What needs to be done: Rewrite every one of the rows below, putting "marker" wherever "pin" appears and keeping everything else the same. Leave the pictures out of your answer.

****************************************

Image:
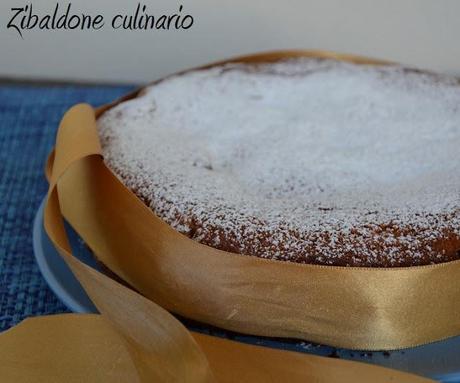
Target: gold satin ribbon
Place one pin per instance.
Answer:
(135, 339)
(355, 308)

****************************************

Exercise answer:
Image:
Target: gold satin ribbon
Place one marker per instance.
Answer:
(135, 339)
(355, 308)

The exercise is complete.